Supplied material:
########
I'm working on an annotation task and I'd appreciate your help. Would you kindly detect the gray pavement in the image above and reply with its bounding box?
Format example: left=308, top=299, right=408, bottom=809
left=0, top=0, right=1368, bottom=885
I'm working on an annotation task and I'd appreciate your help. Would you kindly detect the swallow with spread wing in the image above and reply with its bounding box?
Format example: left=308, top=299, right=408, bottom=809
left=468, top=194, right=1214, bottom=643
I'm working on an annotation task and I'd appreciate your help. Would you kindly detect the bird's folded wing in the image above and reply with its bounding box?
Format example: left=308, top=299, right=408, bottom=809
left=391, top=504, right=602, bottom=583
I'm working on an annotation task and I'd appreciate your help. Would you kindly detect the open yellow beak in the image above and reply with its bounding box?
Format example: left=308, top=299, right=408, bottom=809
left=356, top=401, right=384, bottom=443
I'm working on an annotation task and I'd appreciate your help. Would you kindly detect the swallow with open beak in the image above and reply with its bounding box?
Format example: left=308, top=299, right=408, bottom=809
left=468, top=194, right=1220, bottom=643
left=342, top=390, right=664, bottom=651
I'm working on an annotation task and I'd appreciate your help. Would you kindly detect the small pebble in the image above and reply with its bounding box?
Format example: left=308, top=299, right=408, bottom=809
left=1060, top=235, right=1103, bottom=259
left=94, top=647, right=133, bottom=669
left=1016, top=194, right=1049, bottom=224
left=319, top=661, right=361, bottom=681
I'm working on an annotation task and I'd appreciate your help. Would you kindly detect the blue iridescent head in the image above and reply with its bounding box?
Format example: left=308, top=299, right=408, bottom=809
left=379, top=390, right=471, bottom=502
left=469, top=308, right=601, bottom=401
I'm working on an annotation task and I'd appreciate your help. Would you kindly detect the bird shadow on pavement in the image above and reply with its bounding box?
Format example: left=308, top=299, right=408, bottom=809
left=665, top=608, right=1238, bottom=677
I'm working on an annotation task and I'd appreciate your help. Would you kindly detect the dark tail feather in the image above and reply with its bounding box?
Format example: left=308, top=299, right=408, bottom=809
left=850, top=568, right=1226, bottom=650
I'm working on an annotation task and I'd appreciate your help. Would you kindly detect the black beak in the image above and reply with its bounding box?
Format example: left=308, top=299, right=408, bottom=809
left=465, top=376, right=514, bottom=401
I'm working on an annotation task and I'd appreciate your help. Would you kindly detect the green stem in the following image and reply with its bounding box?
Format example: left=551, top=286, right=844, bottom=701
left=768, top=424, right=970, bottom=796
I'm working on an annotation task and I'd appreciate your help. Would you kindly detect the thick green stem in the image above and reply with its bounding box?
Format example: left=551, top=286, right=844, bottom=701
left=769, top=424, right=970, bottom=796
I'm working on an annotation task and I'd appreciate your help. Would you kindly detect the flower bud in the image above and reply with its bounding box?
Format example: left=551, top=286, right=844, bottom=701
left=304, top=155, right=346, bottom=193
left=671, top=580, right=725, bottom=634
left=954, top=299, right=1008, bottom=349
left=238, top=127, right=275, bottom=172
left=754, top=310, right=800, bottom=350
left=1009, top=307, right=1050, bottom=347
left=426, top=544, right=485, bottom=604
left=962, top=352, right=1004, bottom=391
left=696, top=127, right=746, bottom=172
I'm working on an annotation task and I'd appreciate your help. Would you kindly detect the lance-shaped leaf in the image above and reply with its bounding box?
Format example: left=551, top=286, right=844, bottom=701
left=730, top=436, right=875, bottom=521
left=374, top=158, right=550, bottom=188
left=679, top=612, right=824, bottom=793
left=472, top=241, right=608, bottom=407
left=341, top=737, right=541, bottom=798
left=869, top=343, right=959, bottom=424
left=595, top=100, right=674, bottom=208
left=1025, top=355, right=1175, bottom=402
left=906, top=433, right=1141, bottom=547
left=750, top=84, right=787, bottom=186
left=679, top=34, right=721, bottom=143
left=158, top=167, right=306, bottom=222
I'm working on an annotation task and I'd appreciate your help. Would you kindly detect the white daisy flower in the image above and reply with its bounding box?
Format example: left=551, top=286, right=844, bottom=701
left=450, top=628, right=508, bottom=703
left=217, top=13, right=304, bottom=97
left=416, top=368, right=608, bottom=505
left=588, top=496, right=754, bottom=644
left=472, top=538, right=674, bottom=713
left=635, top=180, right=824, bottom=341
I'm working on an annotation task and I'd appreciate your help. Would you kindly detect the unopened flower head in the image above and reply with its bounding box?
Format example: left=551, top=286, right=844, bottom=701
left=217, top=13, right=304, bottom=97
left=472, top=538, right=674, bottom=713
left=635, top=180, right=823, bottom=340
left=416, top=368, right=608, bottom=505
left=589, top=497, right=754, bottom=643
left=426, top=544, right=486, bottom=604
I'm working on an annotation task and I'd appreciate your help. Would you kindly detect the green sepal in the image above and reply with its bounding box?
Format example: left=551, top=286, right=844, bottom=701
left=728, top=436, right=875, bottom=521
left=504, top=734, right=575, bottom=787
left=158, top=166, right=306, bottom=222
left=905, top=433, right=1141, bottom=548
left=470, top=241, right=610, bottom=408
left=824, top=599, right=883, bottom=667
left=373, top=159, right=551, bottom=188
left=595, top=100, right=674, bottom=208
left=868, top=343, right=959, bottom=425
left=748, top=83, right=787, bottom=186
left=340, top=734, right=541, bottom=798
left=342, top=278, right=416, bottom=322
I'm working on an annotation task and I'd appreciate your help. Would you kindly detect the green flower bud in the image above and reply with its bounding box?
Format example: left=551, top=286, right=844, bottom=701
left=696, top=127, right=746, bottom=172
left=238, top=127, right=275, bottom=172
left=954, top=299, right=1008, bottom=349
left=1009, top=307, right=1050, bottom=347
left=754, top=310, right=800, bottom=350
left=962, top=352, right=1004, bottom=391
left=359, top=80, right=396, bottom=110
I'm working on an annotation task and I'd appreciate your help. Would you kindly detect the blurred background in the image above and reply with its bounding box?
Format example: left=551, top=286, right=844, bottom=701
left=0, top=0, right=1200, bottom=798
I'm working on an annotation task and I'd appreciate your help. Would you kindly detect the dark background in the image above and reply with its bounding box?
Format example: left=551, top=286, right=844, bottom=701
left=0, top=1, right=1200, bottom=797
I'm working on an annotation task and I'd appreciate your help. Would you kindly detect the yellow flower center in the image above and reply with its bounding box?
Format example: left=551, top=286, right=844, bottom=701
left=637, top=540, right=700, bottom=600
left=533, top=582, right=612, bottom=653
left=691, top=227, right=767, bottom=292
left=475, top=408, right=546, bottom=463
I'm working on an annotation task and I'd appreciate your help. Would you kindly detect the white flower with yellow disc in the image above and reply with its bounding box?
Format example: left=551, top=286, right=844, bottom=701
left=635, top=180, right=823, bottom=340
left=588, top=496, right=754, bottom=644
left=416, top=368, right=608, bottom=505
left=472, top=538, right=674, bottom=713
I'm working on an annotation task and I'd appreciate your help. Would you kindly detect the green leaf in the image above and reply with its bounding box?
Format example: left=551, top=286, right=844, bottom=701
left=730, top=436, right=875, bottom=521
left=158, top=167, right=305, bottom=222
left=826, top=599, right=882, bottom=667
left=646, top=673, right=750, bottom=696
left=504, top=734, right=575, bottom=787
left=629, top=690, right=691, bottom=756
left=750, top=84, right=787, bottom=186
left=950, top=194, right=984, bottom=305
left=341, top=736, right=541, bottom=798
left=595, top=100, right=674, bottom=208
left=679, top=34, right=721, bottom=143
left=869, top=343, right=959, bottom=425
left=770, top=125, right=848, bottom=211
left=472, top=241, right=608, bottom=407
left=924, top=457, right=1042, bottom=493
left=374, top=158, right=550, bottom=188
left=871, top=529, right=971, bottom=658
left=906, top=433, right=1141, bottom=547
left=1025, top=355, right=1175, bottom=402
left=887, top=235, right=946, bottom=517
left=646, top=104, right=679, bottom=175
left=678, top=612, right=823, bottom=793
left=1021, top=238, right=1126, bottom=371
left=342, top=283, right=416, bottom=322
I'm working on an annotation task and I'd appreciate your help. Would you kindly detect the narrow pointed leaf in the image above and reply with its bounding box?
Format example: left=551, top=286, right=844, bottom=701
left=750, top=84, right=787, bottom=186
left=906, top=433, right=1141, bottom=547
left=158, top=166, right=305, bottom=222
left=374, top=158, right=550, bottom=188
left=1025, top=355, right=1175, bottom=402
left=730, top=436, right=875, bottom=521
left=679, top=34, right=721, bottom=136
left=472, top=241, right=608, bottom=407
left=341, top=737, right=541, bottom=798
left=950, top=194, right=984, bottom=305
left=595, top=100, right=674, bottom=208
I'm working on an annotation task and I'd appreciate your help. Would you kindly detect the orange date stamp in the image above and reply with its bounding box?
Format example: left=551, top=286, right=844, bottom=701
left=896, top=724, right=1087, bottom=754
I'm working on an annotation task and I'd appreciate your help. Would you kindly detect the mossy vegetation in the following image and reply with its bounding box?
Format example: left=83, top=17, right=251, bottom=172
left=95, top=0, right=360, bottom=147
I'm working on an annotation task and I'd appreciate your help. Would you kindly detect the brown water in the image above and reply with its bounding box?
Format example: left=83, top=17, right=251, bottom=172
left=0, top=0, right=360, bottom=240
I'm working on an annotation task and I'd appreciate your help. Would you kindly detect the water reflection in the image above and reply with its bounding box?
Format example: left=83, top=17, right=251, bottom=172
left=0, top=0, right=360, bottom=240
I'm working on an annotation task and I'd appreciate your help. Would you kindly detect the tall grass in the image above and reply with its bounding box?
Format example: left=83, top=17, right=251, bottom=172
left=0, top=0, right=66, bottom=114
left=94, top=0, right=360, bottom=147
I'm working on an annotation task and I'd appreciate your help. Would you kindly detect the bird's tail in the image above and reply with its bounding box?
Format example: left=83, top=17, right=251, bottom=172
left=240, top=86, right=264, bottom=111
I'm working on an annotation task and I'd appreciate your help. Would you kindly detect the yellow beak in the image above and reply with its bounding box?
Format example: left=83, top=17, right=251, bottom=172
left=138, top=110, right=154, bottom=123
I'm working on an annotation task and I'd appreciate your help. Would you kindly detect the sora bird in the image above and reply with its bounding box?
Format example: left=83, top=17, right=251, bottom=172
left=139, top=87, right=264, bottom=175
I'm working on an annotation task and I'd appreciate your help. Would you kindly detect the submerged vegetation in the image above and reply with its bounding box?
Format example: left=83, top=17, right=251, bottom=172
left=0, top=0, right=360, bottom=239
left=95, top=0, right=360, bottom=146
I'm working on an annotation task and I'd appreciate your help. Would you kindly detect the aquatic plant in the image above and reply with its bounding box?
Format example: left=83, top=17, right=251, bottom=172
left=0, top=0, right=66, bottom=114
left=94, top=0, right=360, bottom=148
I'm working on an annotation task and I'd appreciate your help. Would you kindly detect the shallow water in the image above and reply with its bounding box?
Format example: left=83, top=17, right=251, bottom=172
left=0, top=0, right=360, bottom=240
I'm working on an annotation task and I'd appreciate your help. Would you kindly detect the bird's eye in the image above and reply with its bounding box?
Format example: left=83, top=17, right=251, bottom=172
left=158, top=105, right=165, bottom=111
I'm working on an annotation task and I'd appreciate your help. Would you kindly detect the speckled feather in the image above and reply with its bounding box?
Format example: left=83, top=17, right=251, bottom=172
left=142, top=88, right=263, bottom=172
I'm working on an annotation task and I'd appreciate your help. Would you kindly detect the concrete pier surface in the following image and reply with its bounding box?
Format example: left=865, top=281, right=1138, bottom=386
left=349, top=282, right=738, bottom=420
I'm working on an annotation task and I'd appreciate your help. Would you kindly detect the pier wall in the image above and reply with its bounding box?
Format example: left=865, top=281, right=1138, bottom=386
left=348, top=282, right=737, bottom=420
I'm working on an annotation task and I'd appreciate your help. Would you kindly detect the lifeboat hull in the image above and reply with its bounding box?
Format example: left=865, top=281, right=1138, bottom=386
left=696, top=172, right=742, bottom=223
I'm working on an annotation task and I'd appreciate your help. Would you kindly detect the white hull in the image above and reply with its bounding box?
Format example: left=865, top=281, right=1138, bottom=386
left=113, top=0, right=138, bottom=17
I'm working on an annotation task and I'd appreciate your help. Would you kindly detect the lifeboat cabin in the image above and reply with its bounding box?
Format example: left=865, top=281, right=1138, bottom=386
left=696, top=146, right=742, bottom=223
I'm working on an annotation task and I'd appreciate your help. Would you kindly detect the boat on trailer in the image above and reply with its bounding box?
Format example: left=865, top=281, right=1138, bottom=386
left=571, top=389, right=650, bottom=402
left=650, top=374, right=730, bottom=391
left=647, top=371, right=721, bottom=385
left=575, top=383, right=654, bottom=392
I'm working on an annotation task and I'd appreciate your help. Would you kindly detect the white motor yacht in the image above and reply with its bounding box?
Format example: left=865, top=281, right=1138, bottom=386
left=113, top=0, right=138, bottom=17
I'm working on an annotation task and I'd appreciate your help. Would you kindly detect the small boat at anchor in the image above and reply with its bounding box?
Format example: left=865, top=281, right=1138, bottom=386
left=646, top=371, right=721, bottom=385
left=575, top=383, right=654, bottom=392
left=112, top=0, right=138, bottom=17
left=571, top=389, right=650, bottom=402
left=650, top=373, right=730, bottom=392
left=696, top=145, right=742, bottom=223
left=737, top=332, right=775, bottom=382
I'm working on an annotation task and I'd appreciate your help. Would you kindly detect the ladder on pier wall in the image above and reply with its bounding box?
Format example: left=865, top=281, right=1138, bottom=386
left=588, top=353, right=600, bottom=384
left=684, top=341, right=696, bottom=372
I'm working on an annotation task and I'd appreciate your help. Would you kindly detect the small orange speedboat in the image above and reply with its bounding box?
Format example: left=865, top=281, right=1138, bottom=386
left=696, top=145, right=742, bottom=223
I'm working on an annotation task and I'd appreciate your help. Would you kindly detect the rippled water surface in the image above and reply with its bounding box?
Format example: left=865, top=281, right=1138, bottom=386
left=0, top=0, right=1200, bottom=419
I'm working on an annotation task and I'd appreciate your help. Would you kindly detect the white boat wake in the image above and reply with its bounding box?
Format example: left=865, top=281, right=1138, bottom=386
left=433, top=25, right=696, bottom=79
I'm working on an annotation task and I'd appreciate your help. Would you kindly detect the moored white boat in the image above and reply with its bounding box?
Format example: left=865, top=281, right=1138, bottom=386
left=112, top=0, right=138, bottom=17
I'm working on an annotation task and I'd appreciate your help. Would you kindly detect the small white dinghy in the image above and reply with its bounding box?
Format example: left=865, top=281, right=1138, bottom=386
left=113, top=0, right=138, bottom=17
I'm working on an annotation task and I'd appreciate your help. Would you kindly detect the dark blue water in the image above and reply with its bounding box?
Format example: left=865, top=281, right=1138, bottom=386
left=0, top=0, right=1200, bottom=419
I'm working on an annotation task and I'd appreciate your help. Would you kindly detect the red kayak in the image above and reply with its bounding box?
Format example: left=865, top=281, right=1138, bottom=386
########
Swap "Format example" for "Sample format" in the rows above, starting at the first row and stopping after the row that contains "left=356, top=401, right=384, bottom=443", and write out only those rows with every other part left unchanged.

Complete answer:
I'm working on an annotation task and I'd appreciate your help. Would you kindly detect the gray pavement in the image above and reply with its bounding box?
Sample format: left=308, top=299, right=408, bottom=809
left=0, top=0, right=1368, bottom=885
I'm working on an annotation task and I'd appreciate your help. Would you kindly detect the swallow with spread wing in the image above and reply with its bounding box?
Sample format: left=308, top=299, right=408, bottom=809
left=468, top=194, right=1214, bottom=643
I'm working on an annotation task and I'd appreciate your help. Would you kindly detect the bird's folded wing in the image above and reply with its bounding box?
Sample format: left=308, top=299, right=408, bottom=809
left=391, top=504, right=602, bottom=583
I'm working on an annotation task and I'd appreciate your help. Would you kindly detect the open yellow beak in the image above and reply with its bounding box?
Sample format: left=308, top=299, right=408, bottom=809
left=356, top=401, right=384, bottom=443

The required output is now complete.